- [Selected text]
· · · ·

Imagine a man or a group of people who, alone or together in a quiet place where no radio, no background music can be heard, simply sit for an hour or a half hour in silence. They do not speak. They do not pray aloud. They do not have books or papers in their hands. They are not reading or writing. They are not busy with anything. They simply enter into themselves, no in order to think in an analytical way, not in order to examine, organize, plan, but simply in order to be. They want to get themselves together in silence. They want to synthesize, to integrate themselves, to rediscover themselves in a unity of thought, will, understanding, and love that goes beyond words, beyond analysis, even beyond conscious thought. They want to pray not with their lips but with their silent hearts and beyond that with the very ground of their being.
-Thomas Merton, Love and Living
On Friday, I sat down with my spiritual director in the basement library in her church. She engaged with me in my past month, how I met God and saw Him at work.
We started in silence.
I shared about how God is working in me to accept my hiddenness that comes with sickness-and to embrace my gifts with joy.
As I spoke my spiritual director asked well-timed questions. She spoke of themes of hiddenness and stability, of contentment and gratitude. She sat with me in the silence, in my rambling.
She invited me into a time of silence and contemplating my gratitude for life right now. She closed by praying for me in soft tones.
As we said goodbye, we hugged and talked for a few minutes about the upcoming month.
I left thinking, “I can’t do without people who share healthy silence with me.”
There’s something refreshing to me about just getting to reflect and speak knowing that the person listening truly cares. She isn’t going to interrupt me or take the conversation in another direction. The hour is mine-and she isn’t looking to fix my problems.
She simply finds joy in being with me, hearing from me, and experiencing God’s presence together.
I’m thankful for the practice of spiritual direction and the silence we experience together.
What can’t you do without?
On Monday, I quoted Parker Palmer speaking about spring. I absolutely loved the phrase:
“Look more carefully for the green stems of possibility…”
Honestly, this is a practice I’m working hard at right now. Instead of just seeing the mud and rain of spring, I want to think towards, “What is slowly growing beneath the surface?”
In order to look more carefully, I need to move slower. My attention needs to stay on one thing for longer. I need to linger both with my dreams and what is more uncomfortable. I tend to move away from what makes me feel “other.”

· · · ·

- [Extracted information]

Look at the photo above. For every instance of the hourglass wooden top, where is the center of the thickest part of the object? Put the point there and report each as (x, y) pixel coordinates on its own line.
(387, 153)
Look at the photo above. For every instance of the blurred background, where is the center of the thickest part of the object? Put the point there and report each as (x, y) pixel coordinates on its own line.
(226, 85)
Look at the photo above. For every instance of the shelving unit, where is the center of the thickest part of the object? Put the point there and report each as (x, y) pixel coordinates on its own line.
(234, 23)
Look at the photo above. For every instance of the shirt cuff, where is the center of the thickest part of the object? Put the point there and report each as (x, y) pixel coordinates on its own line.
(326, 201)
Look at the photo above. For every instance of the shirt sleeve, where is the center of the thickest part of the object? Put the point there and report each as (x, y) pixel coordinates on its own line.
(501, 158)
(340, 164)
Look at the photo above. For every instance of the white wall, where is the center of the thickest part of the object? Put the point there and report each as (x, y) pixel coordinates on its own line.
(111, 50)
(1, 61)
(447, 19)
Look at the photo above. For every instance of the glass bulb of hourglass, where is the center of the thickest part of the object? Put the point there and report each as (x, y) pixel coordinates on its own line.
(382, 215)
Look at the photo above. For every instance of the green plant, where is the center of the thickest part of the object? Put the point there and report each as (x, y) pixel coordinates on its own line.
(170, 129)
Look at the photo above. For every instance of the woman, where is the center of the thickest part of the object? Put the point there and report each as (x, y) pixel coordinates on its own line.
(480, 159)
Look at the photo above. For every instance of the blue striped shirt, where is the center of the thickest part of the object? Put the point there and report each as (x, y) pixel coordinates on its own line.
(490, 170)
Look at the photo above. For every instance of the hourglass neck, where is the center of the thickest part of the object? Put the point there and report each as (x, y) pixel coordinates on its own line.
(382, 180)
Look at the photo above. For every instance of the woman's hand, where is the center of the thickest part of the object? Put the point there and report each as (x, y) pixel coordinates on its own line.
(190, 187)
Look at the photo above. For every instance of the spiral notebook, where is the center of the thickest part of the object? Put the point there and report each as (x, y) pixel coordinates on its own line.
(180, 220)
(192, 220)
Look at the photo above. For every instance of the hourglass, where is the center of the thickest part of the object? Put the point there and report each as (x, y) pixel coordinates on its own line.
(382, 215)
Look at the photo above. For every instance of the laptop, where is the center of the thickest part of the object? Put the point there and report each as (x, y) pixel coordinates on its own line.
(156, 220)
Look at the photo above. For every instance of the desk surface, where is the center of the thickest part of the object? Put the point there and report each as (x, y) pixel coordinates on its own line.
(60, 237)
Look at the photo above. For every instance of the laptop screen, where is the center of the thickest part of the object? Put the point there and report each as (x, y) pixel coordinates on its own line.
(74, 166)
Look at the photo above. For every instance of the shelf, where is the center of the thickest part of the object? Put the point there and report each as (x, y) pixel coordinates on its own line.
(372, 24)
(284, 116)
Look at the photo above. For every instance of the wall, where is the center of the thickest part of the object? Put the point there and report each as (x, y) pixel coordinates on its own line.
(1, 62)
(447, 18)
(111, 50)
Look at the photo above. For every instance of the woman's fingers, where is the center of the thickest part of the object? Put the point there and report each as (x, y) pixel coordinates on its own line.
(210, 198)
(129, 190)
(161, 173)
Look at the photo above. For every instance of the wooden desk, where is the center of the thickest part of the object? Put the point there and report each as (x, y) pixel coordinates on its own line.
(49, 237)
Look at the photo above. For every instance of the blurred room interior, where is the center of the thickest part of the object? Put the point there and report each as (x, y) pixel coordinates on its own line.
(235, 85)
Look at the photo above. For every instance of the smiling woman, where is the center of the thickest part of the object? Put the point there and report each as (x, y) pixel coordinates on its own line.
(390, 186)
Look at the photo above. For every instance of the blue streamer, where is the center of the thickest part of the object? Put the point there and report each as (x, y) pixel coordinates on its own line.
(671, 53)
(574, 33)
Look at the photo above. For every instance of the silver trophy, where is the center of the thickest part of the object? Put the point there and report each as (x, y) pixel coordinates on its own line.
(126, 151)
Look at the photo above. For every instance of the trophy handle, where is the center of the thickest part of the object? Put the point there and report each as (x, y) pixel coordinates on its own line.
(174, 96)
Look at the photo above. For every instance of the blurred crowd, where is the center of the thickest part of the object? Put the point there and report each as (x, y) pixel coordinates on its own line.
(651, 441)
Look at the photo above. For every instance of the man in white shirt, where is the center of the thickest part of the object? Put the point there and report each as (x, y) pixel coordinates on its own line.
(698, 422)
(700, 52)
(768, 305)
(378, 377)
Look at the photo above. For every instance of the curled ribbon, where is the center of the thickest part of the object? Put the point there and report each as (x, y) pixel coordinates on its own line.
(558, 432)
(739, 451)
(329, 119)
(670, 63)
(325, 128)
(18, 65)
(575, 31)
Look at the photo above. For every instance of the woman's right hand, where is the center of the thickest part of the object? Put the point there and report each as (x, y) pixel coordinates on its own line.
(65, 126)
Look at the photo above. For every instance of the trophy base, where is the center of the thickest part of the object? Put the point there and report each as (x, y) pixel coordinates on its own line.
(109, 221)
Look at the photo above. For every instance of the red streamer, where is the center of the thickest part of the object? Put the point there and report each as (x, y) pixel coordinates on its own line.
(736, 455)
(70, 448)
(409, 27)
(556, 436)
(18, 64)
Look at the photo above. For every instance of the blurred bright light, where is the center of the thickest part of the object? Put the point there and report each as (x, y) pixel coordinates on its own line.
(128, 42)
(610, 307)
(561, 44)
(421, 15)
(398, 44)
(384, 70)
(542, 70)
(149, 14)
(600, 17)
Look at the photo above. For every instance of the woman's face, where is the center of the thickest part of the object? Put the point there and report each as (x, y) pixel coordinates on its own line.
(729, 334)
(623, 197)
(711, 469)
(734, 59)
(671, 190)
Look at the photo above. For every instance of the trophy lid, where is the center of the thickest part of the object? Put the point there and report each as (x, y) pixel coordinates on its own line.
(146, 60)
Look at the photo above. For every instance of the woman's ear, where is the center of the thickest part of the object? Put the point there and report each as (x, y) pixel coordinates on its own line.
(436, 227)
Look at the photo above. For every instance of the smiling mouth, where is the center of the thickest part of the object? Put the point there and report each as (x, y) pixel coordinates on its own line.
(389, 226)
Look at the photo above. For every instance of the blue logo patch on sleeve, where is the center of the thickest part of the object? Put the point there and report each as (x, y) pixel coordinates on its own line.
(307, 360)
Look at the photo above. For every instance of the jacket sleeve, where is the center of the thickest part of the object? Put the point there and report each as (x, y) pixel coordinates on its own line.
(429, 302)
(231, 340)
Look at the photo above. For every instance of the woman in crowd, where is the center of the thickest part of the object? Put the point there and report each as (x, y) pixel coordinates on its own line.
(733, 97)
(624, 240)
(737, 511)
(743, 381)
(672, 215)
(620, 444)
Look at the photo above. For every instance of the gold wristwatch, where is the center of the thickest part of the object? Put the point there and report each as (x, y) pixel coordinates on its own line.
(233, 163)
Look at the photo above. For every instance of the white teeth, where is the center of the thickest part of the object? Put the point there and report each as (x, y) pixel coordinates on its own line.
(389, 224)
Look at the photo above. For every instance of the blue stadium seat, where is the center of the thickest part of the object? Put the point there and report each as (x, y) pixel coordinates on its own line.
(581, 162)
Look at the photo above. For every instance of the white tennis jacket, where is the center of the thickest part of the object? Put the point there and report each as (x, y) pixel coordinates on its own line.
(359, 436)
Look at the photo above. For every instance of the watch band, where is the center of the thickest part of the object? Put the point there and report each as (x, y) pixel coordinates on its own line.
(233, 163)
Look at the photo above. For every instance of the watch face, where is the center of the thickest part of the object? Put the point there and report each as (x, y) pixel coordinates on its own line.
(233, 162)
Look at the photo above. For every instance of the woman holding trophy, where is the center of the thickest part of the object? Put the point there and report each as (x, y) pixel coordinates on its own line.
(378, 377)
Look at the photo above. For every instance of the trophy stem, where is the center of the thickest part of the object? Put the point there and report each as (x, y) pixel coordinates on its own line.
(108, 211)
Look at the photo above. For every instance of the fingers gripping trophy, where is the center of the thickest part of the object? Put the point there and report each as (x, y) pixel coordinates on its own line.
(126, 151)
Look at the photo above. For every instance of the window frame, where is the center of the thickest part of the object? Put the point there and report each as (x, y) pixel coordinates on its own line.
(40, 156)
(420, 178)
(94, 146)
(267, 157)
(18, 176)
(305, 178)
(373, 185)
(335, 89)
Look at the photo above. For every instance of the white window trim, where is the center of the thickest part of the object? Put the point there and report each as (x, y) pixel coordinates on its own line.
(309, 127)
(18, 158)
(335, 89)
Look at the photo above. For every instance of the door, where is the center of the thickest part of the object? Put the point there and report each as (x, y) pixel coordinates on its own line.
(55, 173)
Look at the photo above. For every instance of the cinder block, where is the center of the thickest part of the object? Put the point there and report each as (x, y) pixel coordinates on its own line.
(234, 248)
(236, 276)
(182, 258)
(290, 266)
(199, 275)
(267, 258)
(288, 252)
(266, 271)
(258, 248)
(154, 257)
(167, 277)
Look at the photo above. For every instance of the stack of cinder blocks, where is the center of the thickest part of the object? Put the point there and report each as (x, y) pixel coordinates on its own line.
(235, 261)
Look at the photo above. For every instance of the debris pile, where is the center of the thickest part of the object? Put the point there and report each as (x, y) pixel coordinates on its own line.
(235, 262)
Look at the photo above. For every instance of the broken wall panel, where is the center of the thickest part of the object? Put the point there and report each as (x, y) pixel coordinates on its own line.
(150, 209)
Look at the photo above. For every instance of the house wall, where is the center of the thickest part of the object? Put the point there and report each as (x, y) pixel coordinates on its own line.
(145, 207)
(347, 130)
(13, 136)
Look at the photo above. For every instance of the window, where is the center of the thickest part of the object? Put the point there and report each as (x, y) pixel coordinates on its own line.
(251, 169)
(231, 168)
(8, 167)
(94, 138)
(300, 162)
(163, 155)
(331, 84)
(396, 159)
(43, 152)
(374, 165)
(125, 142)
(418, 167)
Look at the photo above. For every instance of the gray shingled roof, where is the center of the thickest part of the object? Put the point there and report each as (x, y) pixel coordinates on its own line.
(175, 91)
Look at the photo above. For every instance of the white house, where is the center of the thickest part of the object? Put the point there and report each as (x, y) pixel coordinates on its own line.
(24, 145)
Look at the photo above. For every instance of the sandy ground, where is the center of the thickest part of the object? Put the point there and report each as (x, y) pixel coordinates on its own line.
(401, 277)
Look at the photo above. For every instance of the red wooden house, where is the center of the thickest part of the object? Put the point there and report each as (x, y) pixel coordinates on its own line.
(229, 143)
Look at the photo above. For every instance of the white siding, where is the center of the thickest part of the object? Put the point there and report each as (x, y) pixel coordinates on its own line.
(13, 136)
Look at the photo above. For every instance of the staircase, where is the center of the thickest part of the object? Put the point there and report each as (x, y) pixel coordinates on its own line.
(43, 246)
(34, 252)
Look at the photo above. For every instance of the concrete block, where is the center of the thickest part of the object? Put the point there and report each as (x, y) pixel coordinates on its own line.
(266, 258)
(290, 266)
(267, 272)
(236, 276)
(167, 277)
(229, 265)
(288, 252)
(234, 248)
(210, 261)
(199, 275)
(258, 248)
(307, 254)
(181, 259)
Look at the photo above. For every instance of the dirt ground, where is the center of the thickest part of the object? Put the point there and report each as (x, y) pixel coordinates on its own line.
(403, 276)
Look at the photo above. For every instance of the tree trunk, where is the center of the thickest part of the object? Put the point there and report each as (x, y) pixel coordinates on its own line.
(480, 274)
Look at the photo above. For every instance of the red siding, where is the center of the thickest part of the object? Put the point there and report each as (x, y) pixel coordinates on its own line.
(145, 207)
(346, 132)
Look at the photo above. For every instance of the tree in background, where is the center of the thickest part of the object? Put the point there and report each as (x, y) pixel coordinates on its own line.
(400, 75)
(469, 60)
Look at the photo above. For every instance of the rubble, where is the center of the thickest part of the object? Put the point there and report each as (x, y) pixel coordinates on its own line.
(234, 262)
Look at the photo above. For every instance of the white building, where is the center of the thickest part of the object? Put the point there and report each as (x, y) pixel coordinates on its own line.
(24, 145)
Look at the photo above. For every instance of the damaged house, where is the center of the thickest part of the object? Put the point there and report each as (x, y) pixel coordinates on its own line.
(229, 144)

· · · ·

- [Problem statement] In the reflection on spiritual direction and silence, where did the writer meet with the spiritual director on Friday?

- [Solution] In the basement library of the director's church.